** Opening Extracted material block **

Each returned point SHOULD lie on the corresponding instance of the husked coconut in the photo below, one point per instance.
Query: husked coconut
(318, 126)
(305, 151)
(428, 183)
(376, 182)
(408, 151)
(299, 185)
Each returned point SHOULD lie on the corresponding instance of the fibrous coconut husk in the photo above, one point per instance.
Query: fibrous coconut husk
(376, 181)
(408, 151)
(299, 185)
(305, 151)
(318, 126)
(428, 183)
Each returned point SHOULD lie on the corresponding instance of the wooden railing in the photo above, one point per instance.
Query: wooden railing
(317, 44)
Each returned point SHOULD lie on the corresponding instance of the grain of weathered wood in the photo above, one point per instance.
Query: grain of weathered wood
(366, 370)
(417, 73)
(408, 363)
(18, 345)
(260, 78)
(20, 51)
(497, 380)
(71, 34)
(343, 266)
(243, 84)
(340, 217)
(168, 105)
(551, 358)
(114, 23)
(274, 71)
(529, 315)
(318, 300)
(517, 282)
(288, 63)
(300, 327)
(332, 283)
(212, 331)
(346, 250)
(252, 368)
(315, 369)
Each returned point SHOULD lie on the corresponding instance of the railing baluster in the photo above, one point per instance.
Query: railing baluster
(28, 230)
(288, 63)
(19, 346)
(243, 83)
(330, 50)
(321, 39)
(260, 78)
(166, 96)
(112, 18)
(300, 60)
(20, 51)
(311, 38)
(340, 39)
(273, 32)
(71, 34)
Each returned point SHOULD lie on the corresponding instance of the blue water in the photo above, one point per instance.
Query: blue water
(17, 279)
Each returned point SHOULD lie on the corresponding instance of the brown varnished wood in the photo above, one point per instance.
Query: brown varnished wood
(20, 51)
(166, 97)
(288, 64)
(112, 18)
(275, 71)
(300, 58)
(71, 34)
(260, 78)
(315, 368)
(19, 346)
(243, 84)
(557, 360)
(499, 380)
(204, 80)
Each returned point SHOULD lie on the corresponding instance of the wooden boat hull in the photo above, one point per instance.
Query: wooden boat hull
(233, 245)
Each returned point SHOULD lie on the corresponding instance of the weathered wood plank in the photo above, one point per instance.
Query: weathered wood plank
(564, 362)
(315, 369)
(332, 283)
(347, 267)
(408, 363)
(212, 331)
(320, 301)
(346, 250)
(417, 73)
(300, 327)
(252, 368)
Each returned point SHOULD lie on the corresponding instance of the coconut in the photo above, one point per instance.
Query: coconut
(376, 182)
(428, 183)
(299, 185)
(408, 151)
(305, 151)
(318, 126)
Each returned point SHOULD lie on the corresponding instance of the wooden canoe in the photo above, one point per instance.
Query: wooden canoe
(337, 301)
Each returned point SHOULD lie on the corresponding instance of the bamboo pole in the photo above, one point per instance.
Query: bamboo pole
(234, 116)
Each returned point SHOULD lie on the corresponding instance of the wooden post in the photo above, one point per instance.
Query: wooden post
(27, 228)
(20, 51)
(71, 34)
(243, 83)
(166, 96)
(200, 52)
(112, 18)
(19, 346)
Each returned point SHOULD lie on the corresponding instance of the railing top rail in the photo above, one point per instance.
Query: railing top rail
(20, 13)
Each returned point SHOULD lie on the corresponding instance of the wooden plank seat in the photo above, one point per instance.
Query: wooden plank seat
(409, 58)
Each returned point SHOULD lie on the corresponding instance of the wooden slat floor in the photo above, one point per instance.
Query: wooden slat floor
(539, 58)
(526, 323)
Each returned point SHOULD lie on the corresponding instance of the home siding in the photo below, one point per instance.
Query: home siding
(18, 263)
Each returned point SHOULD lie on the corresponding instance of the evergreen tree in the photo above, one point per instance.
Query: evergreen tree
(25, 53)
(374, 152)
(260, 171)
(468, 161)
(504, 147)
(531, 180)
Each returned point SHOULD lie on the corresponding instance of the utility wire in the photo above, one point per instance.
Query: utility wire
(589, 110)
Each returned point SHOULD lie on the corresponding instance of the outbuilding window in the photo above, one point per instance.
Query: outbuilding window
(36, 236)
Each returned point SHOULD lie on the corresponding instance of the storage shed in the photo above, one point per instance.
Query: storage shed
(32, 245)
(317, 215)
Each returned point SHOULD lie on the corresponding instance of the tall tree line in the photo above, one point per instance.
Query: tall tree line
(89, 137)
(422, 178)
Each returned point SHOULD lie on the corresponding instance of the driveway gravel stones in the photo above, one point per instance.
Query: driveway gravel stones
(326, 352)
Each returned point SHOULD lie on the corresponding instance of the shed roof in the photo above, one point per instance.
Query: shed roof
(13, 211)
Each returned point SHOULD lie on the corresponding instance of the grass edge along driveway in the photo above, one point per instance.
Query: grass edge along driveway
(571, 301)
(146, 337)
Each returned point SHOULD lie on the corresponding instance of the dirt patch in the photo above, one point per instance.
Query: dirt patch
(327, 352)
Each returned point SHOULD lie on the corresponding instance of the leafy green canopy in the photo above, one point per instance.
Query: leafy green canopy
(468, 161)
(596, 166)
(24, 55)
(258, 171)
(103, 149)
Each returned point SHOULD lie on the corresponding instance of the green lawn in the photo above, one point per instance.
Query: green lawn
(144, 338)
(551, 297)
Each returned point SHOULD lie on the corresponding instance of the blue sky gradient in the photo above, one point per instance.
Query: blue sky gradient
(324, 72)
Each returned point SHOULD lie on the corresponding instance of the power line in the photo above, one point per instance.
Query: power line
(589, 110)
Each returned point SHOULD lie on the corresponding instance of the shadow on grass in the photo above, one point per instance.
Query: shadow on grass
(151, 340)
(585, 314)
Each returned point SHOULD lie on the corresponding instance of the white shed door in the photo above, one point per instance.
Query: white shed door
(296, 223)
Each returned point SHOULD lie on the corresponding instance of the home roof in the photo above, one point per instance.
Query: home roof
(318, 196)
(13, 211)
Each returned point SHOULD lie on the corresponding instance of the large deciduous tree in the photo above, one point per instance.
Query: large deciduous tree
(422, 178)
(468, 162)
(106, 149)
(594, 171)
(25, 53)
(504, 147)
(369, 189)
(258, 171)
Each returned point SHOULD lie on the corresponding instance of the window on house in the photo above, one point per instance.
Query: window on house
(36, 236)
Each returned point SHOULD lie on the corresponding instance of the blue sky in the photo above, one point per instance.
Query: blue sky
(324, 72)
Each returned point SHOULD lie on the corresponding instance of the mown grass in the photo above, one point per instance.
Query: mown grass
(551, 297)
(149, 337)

** Closing Extracted material block **

### Exercise
Only the lines above from the line with "of the tall" to the line with "sky gradient in", those two lines included, should be reproduced exactly.

### Exercise result
Each returned point SHOULD lie on the corresponding instance of the tall tree line in the photo above, one point per instance.
Query: tall tree line
(89, 137)
(422, 178)
Each returned point SHOULD lie on the corresponding instance of the driveway gravel stones in the photo above, one point per instance.
Query: driveway gravel stones
(326, 352)
Each returned point SHOULD lie on the corresponding instance of the shed roof in the photo above, one point per instance.
Query: shed roof
(13, 211)
Each returned point SHOULD lie on the corresponding instance of the grass edge along driveway in the photo above, one point per instance.
Query: grass edge along driveway
(571, 301)
(146, 337)
Each returned point SHOULD lie on the corresponding instance of the dirt patch in the photo above, one point per instance.
Query: dirt patch
(327, 352)
Each returned point SHOULD lie on the corresponding instance of the leafy green canopy in the photo above, one point per instance.
Query: leafy green canopy
(468, 161)
(596, 166)
(24, 55)
(258, 171)
(103, 149)
Each returned point SHOULD lie on the corresponding instance of the green lawn in the photo above, one point per instance.
Query: green lawn
(144, 338)
(551, 297)
Each returned point SHOULD lie on the corresponding instance of the blue sky gradient in the photo above, one point per instance.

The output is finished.